Exercise details: All lines from the entries below that contain the string "construction" should be copied out.

Referring expression pointing data:
※

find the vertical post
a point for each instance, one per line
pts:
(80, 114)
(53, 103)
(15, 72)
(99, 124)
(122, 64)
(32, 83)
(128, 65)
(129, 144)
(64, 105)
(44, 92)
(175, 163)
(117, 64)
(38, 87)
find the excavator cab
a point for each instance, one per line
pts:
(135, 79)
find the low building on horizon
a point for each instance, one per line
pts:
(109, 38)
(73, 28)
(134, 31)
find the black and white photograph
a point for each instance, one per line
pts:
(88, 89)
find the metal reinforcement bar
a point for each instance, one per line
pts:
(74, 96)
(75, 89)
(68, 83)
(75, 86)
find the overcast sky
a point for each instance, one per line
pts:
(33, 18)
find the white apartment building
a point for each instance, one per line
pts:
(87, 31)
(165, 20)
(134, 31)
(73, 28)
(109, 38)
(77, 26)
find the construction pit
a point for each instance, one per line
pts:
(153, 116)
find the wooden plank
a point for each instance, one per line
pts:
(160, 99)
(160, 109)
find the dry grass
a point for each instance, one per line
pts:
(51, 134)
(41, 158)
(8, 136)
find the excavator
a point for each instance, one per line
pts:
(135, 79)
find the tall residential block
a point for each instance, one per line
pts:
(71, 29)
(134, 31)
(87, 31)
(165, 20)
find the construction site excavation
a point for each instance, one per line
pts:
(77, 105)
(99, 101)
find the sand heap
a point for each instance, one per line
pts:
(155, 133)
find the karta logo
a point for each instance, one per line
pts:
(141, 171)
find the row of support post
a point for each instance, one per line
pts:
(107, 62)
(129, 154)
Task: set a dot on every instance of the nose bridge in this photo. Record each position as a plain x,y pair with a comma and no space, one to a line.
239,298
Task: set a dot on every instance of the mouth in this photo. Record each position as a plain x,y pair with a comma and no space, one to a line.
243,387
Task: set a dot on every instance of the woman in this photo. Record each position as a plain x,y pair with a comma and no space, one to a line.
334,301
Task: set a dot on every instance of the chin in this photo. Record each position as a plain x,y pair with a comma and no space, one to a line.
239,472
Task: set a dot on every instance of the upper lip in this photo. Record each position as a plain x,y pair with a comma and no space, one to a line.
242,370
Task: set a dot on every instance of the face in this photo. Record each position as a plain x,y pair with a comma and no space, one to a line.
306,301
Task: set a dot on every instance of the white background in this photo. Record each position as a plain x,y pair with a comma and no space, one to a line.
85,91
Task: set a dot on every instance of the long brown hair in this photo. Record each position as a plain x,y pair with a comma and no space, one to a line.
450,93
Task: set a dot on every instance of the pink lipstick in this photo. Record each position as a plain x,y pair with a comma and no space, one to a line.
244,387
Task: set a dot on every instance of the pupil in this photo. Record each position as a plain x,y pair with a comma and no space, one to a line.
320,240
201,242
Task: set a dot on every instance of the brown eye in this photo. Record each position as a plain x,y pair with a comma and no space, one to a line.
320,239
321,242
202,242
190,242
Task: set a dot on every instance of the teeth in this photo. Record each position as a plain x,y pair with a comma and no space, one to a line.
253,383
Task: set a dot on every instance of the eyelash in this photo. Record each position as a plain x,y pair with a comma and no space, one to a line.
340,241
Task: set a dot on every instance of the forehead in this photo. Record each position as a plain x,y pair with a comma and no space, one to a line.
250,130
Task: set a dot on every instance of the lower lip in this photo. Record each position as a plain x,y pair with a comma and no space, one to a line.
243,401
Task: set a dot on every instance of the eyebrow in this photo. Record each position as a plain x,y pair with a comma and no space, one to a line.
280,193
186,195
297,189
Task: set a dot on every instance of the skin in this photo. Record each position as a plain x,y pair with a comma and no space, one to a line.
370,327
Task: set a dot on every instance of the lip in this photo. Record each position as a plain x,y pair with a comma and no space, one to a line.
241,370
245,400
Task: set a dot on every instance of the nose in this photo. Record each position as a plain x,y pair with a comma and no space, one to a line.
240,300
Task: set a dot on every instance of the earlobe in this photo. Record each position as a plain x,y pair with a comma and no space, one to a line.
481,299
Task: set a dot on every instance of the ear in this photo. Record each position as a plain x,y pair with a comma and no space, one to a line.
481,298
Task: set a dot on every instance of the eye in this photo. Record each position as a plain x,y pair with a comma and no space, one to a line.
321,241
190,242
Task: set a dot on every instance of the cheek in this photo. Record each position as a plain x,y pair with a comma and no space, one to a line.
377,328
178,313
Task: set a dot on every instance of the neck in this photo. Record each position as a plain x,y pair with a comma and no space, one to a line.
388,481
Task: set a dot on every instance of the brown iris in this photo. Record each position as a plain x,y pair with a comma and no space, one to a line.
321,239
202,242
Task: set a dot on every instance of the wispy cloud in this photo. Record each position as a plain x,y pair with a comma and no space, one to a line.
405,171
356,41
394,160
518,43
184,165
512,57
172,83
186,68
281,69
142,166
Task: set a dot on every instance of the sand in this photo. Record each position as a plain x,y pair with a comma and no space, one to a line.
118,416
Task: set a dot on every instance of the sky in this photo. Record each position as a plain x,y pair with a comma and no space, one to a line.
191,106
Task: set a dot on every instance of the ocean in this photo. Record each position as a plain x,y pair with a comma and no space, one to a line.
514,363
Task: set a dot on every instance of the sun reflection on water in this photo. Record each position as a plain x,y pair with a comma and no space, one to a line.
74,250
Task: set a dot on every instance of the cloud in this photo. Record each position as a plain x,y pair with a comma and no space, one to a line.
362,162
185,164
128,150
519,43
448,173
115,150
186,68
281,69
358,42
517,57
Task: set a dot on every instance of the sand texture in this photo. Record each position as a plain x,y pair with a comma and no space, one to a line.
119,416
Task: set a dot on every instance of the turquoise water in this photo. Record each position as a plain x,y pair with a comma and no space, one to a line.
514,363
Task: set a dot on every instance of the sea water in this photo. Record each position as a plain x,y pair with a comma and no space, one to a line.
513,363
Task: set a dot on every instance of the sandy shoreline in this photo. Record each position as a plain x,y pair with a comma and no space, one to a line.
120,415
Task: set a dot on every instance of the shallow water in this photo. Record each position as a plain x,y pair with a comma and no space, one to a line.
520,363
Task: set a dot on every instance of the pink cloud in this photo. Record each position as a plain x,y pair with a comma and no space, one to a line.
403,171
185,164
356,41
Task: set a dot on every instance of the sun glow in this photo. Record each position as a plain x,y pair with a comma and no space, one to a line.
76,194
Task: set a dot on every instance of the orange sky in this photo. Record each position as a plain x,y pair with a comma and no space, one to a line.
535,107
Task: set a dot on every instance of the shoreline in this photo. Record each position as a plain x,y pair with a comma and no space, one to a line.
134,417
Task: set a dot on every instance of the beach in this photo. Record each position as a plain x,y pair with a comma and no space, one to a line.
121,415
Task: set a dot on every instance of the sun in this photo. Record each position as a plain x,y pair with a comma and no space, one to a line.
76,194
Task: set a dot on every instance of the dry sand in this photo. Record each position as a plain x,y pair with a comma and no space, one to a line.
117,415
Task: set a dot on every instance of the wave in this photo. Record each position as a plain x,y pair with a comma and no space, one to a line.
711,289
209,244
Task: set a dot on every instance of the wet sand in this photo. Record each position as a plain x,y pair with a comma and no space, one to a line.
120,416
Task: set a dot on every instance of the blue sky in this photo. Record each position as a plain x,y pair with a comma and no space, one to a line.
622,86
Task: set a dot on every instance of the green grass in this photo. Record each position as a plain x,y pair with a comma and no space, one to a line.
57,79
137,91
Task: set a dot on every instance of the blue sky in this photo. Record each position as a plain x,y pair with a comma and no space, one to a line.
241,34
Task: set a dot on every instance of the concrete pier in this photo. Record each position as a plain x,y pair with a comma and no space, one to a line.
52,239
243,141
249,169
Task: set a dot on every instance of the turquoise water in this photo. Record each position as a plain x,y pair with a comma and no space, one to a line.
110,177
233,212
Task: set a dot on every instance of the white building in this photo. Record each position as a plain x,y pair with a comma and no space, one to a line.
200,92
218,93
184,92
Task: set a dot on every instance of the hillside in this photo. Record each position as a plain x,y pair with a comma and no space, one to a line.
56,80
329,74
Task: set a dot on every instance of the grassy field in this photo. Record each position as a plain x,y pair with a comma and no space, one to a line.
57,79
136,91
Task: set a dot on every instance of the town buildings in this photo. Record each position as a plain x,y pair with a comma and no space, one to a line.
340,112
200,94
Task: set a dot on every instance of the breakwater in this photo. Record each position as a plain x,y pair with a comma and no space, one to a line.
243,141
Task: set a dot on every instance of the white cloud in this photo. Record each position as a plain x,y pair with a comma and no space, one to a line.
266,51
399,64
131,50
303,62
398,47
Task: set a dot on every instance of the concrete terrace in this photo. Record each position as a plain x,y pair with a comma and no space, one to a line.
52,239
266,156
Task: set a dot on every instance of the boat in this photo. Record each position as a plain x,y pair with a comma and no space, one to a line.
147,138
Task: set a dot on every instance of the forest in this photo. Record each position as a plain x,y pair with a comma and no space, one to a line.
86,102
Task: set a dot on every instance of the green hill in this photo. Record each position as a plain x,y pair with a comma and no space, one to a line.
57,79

※

Solved exercise:
find the construction pit
find the construction site excavation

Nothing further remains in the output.